YOUR TASKS
1 > In the article on cheating at online games, what is Team Guido named after?
2 > Carry the article on cheating at online games forward from its final sentence.

PAGE TEXT
========

How to Cheat at Online Games, Part Two

by Shannon Appelcline
2005-12-01


A year and a half ago I wrote an article called How to Cheat at Online Games (TT&T #145). The point, of course, was to discuss potential holes that players will try to punch in your game, and in the process I mentioned seven big-ticket cheating items: collusion, collusion out-of-band, making extra characters, avoiding consequences, scripting, exploiting bugs, and social engineering. However this Thanksgiving weekend I saw something that helped me clarify my thoughts about cheating and that helped me to recognize the areas where cheating isn't as simple as s seven-point list.

As long-time readers of this column may know, I watch reality TV game shows, among them Survivor (see TT&T #74) and Big Brother (see TT&T #145). As a game designer I find them fascinating, because they take simple game design concepts and show them large, thus making any great features and any great flaws of the systems very, very clear. So this Thanksgiving holiday I sat down to a new reality TV game show, one which I'd never seen before: The Amazing Race. And, as usual, this new game show provided me with new thoughts about our own genre of play.

The Cheating Guidos

There's just one season of The Amazing Race out on DVD right now, and that's season one. In season one there's one notable team of players, "Team Guido", named after their demonic-looking dog. They're notable because in the game they're capable and they're smart ... and they cheat.

Or at least that's what of their competition says.

Most of the Guidos' "cheating" amounted to trying to trick the other players. You could use my earlier term of "social engineering" to describe what they do. But unlike what I outlined in my previous article, this was directed at the other players not the gaming staff.

One notable incident occurred at a train station in France. The Guidos helped other teams to get tickets, and then directed them toward a train, but at the last moment spun around and ran for a different train themselves. The other teams never forgot that. They'd already thought the Guidos were cheats because of similar social incidents in the past, but this confirmed it for them.

A much more blatant incident occurred in an airport in Tunisia. The Guidos had a later flight than some of the other teams and they tried to make their opponents miss their earlier flight by blocking the security line when the other teams were already running late. The Guidos fumbled around, pretended to lose their ID, and then physically blocked the other teams after they were through security.

More Shows, More Examples

A similar incident that had people calling foul occurred this last week in the current season of The Apprentice. Both teams decided that they needed bullhorns, to try and help publicize a product throughout New York. The bullhorns were somewhat hard to come by, but one team managed to get Radio Shack to collect all the bullhorns their stores had in the city to one store, so that they could come by and purchase them. The other team, however, chanced upon this stash of bullhorns, and ducked into the Radio Shack pretending to be the first team and purchased everything ahead of them.

========

COLLECTED MATERIAL

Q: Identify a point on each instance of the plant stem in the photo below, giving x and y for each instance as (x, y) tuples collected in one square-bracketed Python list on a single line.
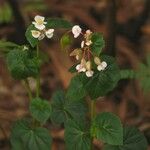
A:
[(28, 89), (92, 117), (38, 78)]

========

OUTPUTS FOR THE TASKS
1 > Their demonic-looking dog.

2 >
When he learned about this incident later on, Donald Trump was very pleased with the thieving cheaters. Which brings up the question, "What is cheating?" Trump clearly didn't think the bullhorn-thieves were cheating because he actually lauded them. Likewise, the producers of The Amazing Race didn't think the Guidos were cheating because they weren't penalized for any of the incidents I mentioned.

If you go back to the granddaddy of reality TV gameshows, Survivor, the whole question becomes even more puzzling. In the first season of that show Richard Hatch started creating alliances to assure himself of victory in the votes. The opposing team, Pagong, actually thought that such alliances were cheating. Of course they were knocked out of the game so quickly and ruthlessly by the dominant alliance that now a smaller team being kicked out by a larger team is called a "Pagonging". And ever since anyone who ever had a chance of winning at Survivor has been in an alliance.

The Definition of Cheating

This all leads me to a basic precept: players and game administrators will perceive cheating differently.

For most players, the definition of cheating probably has to do with unfairness: if someone takes an unfair advantage in the game, they're cheating. Many players also see cheating as soon as something unexpected occurring. If they didn't foresee some opportunity themselves, then it feels to them like it shouldn't be allowed.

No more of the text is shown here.